Records supplied:
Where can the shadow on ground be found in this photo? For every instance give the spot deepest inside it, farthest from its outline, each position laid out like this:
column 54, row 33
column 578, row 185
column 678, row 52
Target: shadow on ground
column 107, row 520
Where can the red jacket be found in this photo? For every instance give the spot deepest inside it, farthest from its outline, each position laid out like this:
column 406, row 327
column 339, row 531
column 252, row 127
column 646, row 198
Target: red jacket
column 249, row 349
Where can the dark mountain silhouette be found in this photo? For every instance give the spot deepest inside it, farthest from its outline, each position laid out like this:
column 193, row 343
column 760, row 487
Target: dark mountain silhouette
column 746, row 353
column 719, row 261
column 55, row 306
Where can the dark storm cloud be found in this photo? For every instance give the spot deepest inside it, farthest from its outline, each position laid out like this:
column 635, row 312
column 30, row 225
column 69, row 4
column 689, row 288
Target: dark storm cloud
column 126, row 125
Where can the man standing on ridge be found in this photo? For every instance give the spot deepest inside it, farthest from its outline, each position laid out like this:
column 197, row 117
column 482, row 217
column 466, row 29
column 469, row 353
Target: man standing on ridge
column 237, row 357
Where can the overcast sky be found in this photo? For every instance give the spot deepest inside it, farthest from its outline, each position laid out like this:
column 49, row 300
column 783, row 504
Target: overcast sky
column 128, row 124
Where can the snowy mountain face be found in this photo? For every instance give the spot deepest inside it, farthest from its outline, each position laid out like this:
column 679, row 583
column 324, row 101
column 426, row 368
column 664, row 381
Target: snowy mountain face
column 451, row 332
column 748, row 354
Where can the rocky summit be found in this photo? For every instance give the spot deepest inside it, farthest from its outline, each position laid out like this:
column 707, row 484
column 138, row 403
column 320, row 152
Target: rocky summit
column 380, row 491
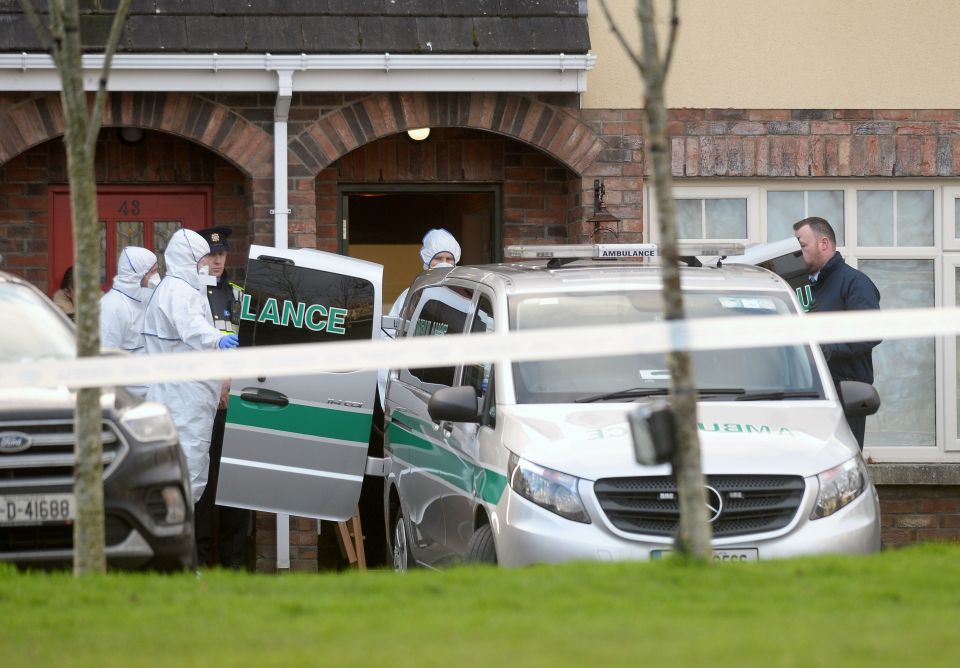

Aim:
Reproduce word for word everything from the line containing "Where can the snowy", including that line, through the end of the rows. Leave the pictures out of your answer.

Task answer:
Where can the snowy mountain face be found in this photo? For every instance give the spot deepest inside it, farthest from its outline, each position laid out like this:
column 679, row 583
column 324, row 101
column 426, row 368
column 664, row 381
Target: snowy mountain face
column 451, row 332
column 748, row 354
Where can the rocky summit be found in this photo? For every instance give the spot deepest inside it, farthest from its outline, each position laid out like this:
column 707, row 484
column 138, row 403
column 320, row 152
Target: rocky summit
column 380, row 491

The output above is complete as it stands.